***** Passage provided *****

Soviet partisan detachment (1941—1944) (; ), was the main organisational form of the Soviet partisan units.

Numerical and structural complement of the partisan detachment varied, with usual number of about 100 to several hundred personnel, organised in the 3—4 companies, 3 platoons each, 3 sections each. Detachment was commanded by commander and commissary, who were aided by staff head and staff, and by deputies on recon, diversions and logistics with their respective sub-units. Bigger detachments had heavy weapons sub-units.

Each detachment maintained primary structures of the Communist Party and Komsomol.

From 9 September 1942 the Belorussian Headquarters of the Partisan Movement classified detachments by their numerical complement: 100–150, 151–350, 351 and more personnel.

*****

Stated problem A: Repeat word for word the part of the passage on Soviet partisan detachments starting with "Soviet partisan detachment" and going on through "heavy weapons sub-units.".
Stated problem B: Write what follows the last sentence of the passage on Soviet partisan detachments.
The data that comes next is separate material, unrelated to the passage on Soviet partisan detachments.

***** Supplied records *****

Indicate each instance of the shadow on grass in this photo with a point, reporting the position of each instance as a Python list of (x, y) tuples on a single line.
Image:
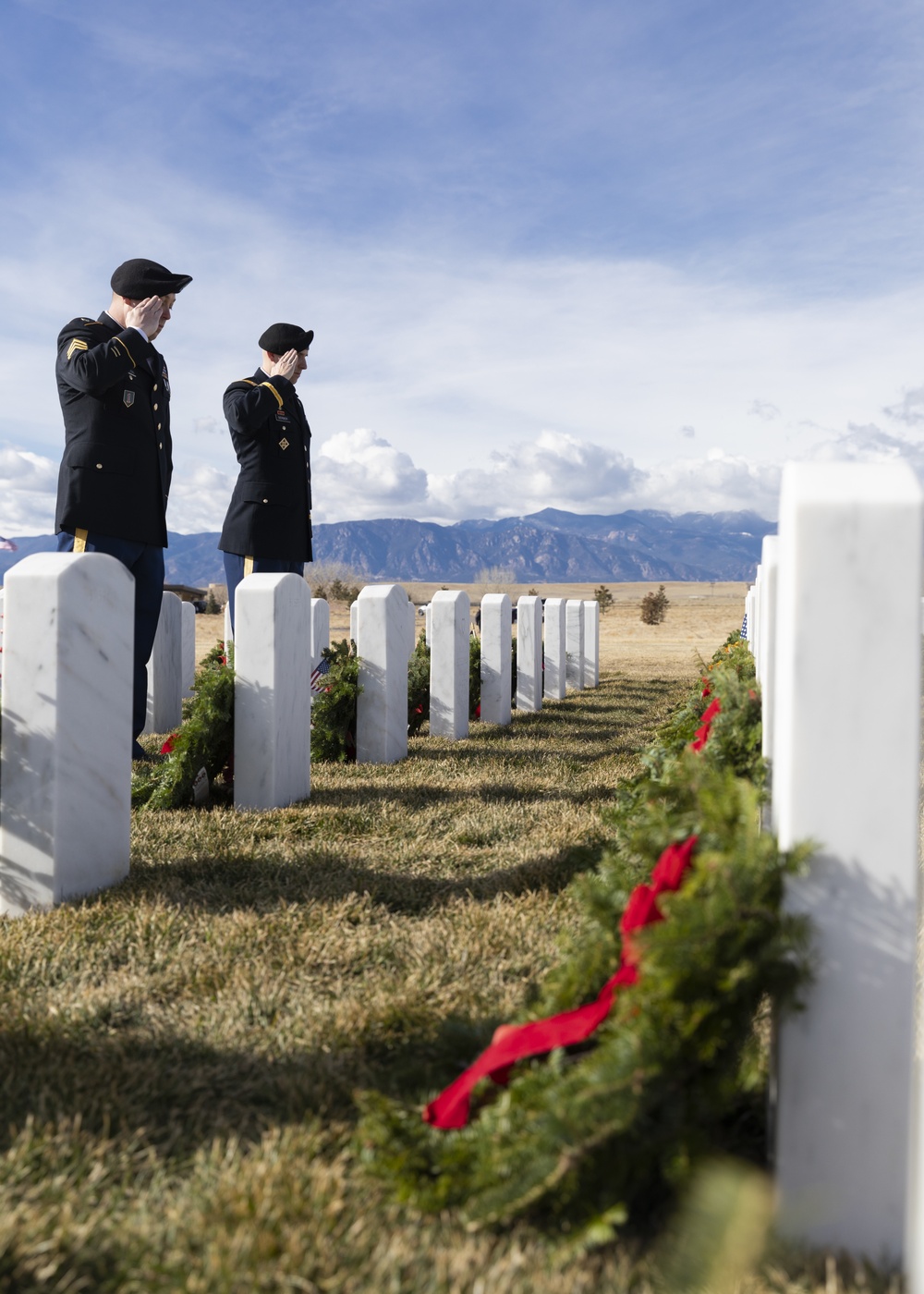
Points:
[(263, 885), (177, 1095)]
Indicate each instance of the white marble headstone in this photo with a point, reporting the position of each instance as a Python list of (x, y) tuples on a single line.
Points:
[(382, 647), (412, 628), (555, 659), (591, 642), (449, 665), (188, 636), (496, 653), (846, 751), (272, 691), (529, 653), (67, 734), (574, 612), (769, 562), (164, 669)]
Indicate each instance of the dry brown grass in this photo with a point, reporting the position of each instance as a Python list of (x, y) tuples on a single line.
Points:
[(178, 1055)]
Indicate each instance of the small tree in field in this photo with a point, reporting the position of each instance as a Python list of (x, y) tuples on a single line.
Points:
[(655, 607)]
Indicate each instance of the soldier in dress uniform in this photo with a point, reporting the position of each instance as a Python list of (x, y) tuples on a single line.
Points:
[(116, 471), (268, 523)]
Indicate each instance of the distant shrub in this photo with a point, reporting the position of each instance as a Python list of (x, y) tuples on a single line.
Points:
[(334, 581), (655, 607), (494, 579)]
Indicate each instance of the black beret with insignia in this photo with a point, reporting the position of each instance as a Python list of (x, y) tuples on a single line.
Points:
[(280, 338), (140, 278)]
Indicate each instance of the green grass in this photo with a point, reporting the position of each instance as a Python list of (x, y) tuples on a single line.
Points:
[(178, 1055)]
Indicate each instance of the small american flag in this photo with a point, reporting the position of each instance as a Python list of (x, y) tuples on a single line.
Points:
[(317, 675)]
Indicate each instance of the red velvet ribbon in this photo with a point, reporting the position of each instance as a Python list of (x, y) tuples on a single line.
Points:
[(517, 1042), (701, 734)]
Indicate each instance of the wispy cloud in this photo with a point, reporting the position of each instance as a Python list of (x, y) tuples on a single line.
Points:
[(537, 245)]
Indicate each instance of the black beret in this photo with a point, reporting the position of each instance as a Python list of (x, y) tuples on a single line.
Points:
[(280, 338), (140, 278)]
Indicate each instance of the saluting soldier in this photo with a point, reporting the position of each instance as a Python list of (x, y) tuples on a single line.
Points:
[(116, 465), (267, 528)]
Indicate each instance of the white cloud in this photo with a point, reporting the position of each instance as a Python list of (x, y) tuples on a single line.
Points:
[(198, 498), (356, 474), (908, 409), (28, 489), (555, 470)]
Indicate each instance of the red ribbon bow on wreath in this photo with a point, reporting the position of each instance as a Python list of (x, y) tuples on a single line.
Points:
[(517, 1042)]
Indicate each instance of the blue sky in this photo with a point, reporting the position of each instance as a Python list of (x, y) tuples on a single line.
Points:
[(593, 255)]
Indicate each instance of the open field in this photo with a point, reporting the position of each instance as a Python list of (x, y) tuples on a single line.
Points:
[(700, 616)]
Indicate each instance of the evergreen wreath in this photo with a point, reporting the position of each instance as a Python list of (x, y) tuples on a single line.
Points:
[(333, 714), (204, 739), (602, 1135)]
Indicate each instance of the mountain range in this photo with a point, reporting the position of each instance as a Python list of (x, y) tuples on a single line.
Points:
[(545, 547)]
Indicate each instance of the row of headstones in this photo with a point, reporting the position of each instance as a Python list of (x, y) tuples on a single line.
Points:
[(833, 621), (65, 795), (565, 656)]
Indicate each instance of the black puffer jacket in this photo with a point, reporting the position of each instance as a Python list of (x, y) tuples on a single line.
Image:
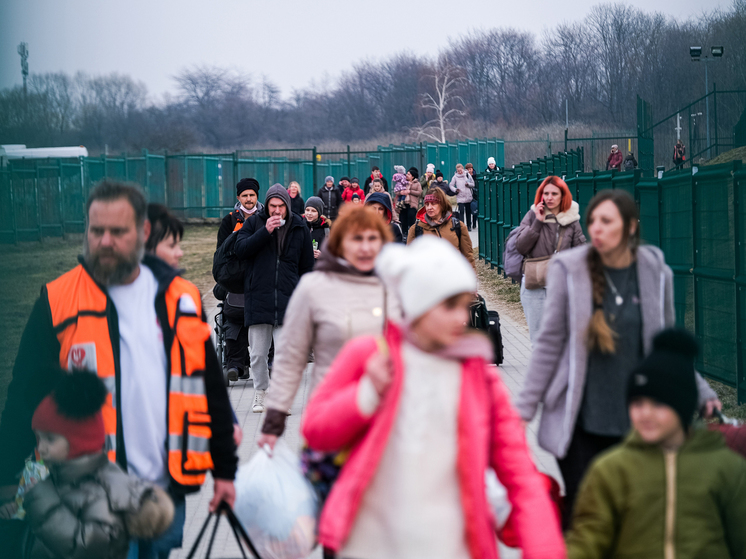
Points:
[(89, 508), (319, 230), (272, 276)]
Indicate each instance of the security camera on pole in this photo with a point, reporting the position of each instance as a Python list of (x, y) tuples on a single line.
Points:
[(696, 54)]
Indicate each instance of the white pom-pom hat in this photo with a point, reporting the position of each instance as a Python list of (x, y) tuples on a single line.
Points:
[(425, 273)]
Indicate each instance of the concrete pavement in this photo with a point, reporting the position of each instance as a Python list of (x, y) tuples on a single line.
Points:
[(517, 353)]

*****

Written answer A:
Soviet partisan detachment (1941—1944) (; ), was the main organisational form of the Soviet partisan units.

Numerical and structural complement of the partisan detachment varied, with usual number of about 100 to several hundred personnel, organised in the 3—4 companies, 3 platoons each, 3 sections each. Detachment was commanded by commander and commissary, who were aided by staff head and staff, and by deputies on recon, diversions and logistics with their respective sub-units. Bigger detachments had heavy weapons sub-units.

Written answer B:
By their objectives, detachments could be: common (unitary), diversionist-recon, cavalry, artillery, staff, reserve, local defense, marching.

On the BSSR territory 1255 distinguishable detachments had operated in 1941–1944, majority of them in the structures of the partisan brigades, but 203 separately.

The bigger detachment in certain conditions could be expanded into a partisan brigade, or into a partisan regiment.

References

Sources

А.Л. Манаенкаў. Партызанскі атрад у Вялікую Айчынную вайну // Беларуская энцыклапедыя: У 18 т. Т. 12. — Мінск: БелЭн, 2001. — 560 с. p. 124.  (т.12). The source references: Беларусь у Вялікай Айчыннай вайне 1941—1945: Энцыкл. Мн., 1990. С. 456–474. Партизанские формирования Белоруссии в годы Великой Отечественной войны (июль 1941—июль 1944). — Мн., 1983.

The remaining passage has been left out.